- Problems and tasks
1 - In the passage on trace chemical detection, what temperature range is the metallic screen heated to in the desorption chamber?
2 - In the passage on trace chemical detection, rewrite the paragraph beginning "Two different methods are commonly used" as a short list that keeps its main facts.

- Exercise text
'''

The present invention relates generally to chemical detection systems for detecting trace amounts of chemicals, e.g., explosives or narcotics, on clothes, baggage, vehicles, shipping containers, etc. Detectors used in trace explosives detection systems include ion mobility spectrometers (IMS), mass spectrometers (MS), surface acoustic wave sensors (SAW), electron capture devices (ECD), differential mobility spectrometers (DMS), and chemiluminescence detectors (CLD).
In general, IMS detectors (and others with similar operating principles) excel at detecting very small amounts of explosives; including low vapor pressure explosives such as TNT, RDX, PETN, and HMX. Recently, IMS detectors have been successfully miniaturized into a lightweight, battery-powered, hand-portable unit (such as disclosed U.S. Pat. No. 6,978,657, which is incorporated herein by reference).
Two different methods are commonly used to collect samples. Particles of contraband (e.g., explosives, narcotics) are typically collected by swiping a contaminated surface with a small piece of cotton cloth or flexible metallic screen. Vapors (and particles) of contraband can be collected and pre-concentrated by pulling (i.e., vacuuming) contaminated air through a porous metallic screen (such as a stainless steel screen, felt, or screen). Low vapor pressure explosive molecules are “sticky”, meaning that they easily adsorb onto the metallic screen. However, high vapor pressure explosives pass through the preconcentrator screen without sticking. Short, concentrated puffs of air can be directed to a surface to dislodge contaminants stuck in clothing, etc., which are then sucked into the preconcentrator module.
Next, the contaminated screen can be removed from the preconcentrator module and placed in a thermal desorption chamber located close to (or, as part of) the detector. In the desorption chamber, the metallic screen is heated to about 180 C to 220 C to vaporize and desorb the contaminants. Depending on how fast the screen is heated up, the contaminants may be released slowly or quickly. Typically, the screen is rapidly heated in a single pulse from room temperature to about 200-210 C in a very short time period (e.g., 0.2-0.4 seconds). With this type of heating pulse (i.e., flash heating), almost all of the collected particles and adsorbed vapors are rapidly vaporized and released at essentially the same time; thereby producing a single, concentrated pulse (i.e., packet, bunch, or group) of analyte gas. Then, a carrier gas (e.g., clean, dry air or nitrogen), flowing through (or across) the screen, carries the desorbed contaminants to the detector, such as a miniature ion mobility spectrometer (IMS) or miniature mass spectrometer (MS). This mode of desorption (flash) generates a much higher concentration of analyte gas, as compared to continuous air sampling. Hence, by flash-desorbing a preconcentrator screen, the signal-to-noise (S/N) ratio of the detector can be increased by a factor of 1000 times or more; as compared to systems that don't use a preconcentrator screen.

'''

- Information provided
'''

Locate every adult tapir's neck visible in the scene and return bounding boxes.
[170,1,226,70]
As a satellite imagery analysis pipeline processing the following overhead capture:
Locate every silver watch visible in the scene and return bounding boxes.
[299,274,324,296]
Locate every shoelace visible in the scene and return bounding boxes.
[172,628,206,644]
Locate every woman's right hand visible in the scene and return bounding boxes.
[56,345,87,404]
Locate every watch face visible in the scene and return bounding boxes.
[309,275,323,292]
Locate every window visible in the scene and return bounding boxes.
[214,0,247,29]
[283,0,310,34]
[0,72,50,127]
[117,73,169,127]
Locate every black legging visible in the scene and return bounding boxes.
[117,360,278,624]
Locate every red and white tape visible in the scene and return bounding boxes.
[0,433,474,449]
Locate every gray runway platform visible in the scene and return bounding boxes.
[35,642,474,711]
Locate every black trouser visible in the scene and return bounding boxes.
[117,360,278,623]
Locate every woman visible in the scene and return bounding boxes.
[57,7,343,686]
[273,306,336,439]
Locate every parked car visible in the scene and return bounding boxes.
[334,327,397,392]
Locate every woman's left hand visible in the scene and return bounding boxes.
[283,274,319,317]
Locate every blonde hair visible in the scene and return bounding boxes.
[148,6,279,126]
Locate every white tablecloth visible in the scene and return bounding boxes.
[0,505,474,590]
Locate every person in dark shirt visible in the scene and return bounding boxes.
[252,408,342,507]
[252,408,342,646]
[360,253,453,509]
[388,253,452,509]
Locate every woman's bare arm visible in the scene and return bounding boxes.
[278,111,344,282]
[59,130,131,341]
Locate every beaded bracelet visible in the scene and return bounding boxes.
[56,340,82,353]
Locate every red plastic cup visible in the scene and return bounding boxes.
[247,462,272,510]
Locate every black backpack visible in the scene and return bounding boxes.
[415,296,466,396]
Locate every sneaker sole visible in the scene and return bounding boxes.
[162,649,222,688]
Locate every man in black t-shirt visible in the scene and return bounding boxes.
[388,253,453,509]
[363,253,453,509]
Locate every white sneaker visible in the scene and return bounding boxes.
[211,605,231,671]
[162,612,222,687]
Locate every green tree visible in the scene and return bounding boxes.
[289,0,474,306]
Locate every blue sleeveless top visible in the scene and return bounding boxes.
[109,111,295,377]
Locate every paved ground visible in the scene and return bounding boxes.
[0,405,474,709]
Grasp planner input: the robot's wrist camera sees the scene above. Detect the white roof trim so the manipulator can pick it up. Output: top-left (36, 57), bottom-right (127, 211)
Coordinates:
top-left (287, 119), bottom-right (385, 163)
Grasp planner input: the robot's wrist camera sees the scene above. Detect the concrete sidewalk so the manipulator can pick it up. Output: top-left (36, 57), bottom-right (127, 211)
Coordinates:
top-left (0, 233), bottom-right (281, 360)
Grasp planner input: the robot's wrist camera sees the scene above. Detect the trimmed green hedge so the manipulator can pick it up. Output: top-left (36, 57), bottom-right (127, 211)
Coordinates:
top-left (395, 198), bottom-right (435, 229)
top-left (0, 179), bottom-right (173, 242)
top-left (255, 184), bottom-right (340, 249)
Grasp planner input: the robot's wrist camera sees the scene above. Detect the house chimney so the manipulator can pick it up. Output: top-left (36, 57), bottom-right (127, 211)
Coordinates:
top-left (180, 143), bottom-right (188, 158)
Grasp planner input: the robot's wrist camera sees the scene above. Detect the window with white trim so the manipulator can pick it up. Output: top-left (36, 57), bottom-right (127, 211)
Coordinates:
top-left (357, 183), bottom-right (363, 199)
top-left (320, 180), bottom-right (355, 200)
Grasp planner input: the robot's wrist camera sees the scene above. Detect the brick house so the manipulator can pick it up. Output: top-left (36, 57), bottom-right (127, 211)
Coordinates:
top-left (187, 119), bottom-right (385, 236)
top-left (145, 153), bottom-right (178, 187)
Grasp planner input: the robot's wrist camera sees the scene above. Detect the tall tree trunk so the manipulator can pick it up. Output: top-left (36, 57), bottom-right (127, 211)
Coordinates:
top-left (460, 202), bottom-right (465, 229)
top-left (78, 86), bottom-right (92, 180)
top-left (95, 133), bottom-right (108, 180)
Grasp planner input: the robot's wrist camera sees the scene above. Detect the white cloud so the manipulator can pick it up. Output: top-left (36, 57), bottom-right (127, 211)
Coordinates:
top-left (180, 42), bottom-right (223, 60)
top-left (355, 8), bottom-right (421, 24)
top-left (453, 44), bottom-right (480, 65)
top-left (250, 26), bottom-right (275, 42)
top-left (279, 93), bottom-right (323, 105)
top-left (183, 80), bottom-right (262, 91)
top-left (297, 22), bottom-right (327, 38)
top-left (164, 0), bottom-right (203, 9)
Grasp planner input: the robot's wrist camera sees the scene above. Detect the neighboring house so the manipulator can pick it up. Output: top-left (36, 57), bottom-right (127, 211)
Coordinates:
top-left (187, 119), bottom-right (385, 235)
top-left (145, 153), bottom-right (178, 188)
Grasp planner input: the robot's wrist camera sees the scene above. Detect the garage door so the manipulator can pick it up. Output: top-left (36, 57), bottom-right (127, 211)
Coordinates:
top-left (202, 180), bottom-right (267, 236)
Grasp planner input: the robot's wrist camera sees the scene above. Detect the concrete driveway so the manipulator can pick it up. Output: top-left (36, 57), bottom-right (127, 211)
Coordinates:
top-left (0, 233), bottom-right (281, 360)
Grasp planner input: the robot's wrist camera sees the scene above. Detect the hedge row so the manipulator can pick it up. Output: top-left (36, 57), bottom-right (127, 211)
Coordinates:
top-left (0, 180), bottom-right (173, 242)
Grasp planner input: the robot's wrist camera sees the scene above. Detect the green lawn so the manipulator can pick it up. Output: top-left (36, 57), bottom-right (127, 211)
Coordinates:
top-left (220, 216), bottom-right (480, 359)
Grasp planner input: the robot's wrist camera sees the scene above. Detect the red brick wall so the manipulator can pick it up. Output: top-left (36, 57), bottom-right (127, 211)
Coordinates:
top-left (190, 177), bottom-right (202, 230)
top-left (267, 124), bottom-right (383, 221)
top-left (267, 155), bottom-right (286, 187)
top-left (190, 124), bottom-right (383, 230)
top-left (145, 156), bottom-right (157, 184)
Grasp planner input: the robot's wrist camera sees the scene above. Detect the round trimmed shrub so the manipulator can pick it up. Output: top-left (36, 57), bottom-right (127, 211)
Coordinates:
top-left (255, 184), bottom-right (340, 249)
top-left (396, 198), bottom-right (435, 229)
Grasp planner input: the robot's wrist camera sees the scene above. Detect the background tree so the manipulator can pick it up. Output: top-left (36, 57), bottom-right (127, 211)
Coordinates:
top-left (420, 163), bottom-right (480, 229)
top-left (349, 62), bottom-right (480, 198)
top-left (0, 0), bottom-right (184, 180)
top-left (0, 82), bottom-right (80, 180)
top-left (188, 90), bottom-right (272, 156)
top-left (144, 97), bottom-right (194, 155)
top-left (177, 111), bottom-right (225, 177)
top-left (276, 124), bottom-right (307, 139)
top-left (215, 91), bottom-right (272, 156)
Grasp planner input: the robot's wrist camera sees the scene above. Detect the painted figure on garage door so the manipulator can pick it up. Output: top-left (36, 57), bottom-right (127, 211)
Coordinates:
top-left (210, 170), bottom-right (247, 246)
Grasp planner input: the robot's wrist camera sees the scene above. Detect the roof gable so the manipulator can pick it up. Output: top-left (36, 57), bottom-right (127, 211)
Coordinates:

'''

- Solutions per task
1 - About 180 C to 220 C.

2 -
- Particles of contraband, such as explosives or narcotics, are usually collected by swiping a contaminated surface with a small piece of cotton cloth or flexible metallic screen.
- Vapors and particles can be collected and pre-concentrated by vacuuming contaminated air through a porous metallic screen, such as stainless steel screen or felt.
- Low vapor pressure explosive molecules are "sticky" and readily adsorb onto the metallic screen, but high vapor pressure explosives pass through the preconcentrator screen without sticking.
- Short, concentrated puffs of air can dislodge contaminants stuck in clothing and similar surfaces, which are then sucked into the preconcentrator module.